What to do - Please, starting at the line that contains "205, row 91.", reproduce every line exactly until the records run out, skipping all pictures.

Records for the task -
================

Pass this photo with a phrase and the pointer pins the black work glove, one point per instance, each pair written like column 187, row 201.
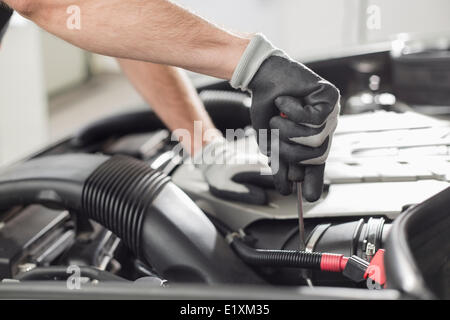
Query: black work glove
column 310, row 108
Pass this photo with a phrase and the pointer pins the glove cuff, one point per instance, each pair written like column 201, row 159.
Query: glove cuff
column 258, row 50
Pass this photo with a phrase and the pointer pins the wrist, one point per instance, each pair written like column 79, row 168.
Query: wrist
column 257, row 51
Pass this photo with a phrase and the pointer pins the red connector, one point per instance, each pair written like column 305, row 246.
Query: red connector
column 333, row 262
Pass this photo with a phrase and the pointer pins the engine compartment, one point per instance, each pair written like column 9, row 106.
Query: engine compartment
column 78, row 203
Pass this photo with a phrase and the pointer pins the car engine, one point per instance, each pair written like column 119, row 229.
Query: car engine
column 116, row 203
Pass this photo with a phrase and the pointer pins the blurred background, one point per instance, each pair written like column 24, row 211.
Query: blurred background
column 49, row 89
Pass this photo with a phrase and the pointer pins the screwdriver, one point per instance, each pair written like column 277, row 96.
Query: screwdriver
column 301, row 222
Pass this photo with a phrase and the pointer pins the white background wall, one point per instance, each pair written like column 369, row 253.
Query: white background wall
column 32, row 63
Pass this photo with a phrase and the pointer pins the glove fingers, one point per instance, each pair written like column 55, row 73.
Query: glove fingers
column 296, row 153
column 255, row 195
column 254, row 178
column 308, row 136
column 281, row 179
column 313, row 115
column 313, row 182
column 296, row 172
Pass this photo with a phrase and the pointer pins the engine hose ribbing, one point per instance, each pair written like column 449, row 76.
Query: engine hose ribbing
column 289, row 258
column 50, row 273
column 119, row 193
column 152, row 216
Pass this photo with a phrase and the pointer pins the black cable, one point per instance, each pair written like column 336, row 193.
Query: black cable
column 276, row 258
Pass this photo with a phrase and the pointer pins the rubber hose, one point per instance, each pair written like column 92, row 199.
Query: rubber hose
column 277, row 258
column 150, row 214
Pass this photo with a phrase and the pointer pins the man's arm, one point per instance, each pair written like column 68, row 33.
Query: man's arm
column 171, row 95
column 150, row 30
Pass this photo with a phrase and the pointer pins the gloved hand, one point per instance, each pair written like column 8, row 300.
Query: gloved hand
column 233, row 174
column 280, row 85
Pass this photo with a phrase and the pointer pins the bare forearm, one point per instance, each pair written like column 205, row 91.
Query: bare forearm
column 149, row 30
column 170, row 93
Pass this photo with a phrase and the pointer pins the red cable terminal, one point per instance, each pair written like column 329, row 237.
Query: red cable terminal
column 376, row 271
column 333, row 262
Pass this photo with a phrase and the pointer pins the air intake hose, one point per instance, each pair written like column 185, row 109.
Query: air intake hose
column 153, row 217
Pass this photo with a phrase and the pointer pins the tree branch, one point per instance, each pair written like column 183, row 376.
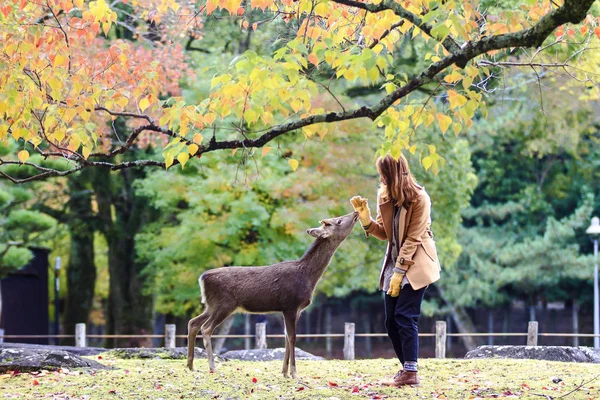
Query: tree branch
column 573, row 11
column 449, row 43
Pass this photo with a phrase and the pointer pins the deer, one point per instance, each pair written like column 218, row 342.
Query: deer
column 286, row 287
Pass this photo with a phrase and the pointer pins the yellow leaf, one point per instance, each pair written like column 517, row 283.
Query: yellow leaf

================

Final answer -
Pass this photo with a phrase and the pointer pins the bare forearm, one point per instance, each pair written like column 205, row 91.
Query: bare forearm
column 149, row 30
column 170, row 93
Pass this photo with a phrase and the pointer pins the red cable terminal, one point per instance, each pair written like column 329, row 237.
Query: red cable terminal
column 376, row 271
column 333, row 262
Pass this photo with a phrase and the pointer pins the air intake hose, one point per instance, each pair written like column 185, row 109.
Query: air intake hose
column 153, row 217
Pass this photo with a phrase and the pointer pins the tree branch, one point per instance, each pair written like column 183, row 376.
Query: tree branch
column 573, row 11
column 449, row 43
Pass this photo with a phrase and the pointer pins the deer, one point per instance, each pair written like column 218, row 342.
Query: deer
column 286, row 287
Pass this photo with a phrase and the pointer pins the yellow leaf, one point per instance, each pair written like column 517, row 283.
Query: yellow leaf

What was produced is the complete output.